* _The problem_
All of the data that follows should be retyped exactly, please, except the pictures.

***

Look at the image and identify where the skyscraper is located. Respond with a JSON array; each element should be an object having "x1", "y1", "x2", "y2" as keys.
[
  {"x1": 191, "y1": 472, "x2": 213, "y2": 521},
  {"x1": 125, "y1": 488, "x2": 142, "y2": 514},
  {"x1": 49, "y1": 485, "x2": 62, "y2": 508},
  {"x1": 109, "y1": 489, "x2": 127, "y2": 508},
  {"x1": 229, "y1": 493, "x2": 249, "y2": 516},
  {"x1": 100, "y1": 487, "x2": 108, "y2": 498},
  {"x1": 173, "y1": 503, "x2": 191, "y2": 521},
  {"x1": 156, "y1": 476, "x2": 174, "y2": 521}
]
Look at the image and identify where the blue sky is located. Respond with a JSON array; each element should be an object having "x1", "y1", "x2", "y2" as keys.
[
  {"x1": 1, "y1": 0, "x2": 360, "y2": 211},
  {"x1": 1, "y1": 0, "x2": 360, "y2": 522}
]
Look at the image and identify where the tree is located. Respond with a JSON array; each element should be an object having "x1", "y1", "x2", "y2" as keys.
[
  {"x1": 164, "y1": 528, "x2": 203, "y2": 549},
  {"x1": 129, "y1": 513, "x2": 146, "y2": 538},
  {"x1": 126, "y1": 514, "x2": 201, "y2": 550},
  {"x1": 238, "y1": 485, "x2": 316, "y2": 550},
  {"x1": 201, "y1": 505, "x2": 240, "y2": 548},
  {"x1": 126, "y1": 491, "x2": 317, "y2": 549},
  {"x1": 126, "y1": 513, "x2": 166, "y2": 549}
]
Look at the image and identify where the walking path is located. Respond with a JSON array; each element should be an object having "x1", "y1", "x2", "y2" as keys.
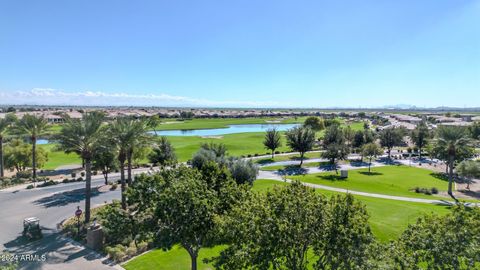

***

* _Worked solution_
Look at the image and identify where the skyscraper is located. Respond with a JSON array; each element should be an object having "x1", "y1", "x2", "y2" as keys.
[
  {"x1": 191, "y1": 472, "x2": 213, "y2": 521},
  {"x1": 125, "y1": 488, "x2": 142, "y2": 514},
  {"x1": 49, "y1": 485, "x2": 62, "y2": 508},
  {"x1": 109, "y1": 489, "x2": 127, "y2": 508},
  {"x1": 229, "y1": 493, "x2": 249, "y2": 516},
  {"x1": 100, "y1": 487, "x2": 108, "y2": 498},
  {"x1": 173, "y1": 503, "x2": 191, "y2": 521},
  {"x1": 156, "y1": 476, "x2": 174, "y2": 521}
]
Look at the image and identify where the blue sky is located. Respond with a JSON array; each element should be an object having "x1", "y1", "x2", "y2" as keys.
[
  {"x1": 1, "y1": 0, "x2": 360, "y2": 211},
  {"x1": 1, "y1": 0, "x2": 360, "y2": 522}
]
Look at the image and identify where the tree is located. Respond with a JSON array; each element should be an object having "x1", "y1", "x2", "y2" as keys.
[
  {"x1": 164, "y1": 528, "x2": 203, "y2": 549},
  {"x1": 129, "y1": 513, "x2": 146, "y2": 538},
  {"x1": 126, "y1": 514, "x2": 201, "y2": 550},
  {"x1": 238, "y1": 485, "x2": 316, "y2": 550},
  {"x1": 201, "y1": 505, "x2": 240, "y2": 548},
  {"x1": 126, "y1": 491, "x2": 317, "y2": 549},
  {"x1": 126, "y1": 513, "x2": 166, "y2": 549}
]
Look at the image and identify where the walking path is located. Respond with a JSON array; each element should be an object having "x1", "y1", "x2", "y2" as keys.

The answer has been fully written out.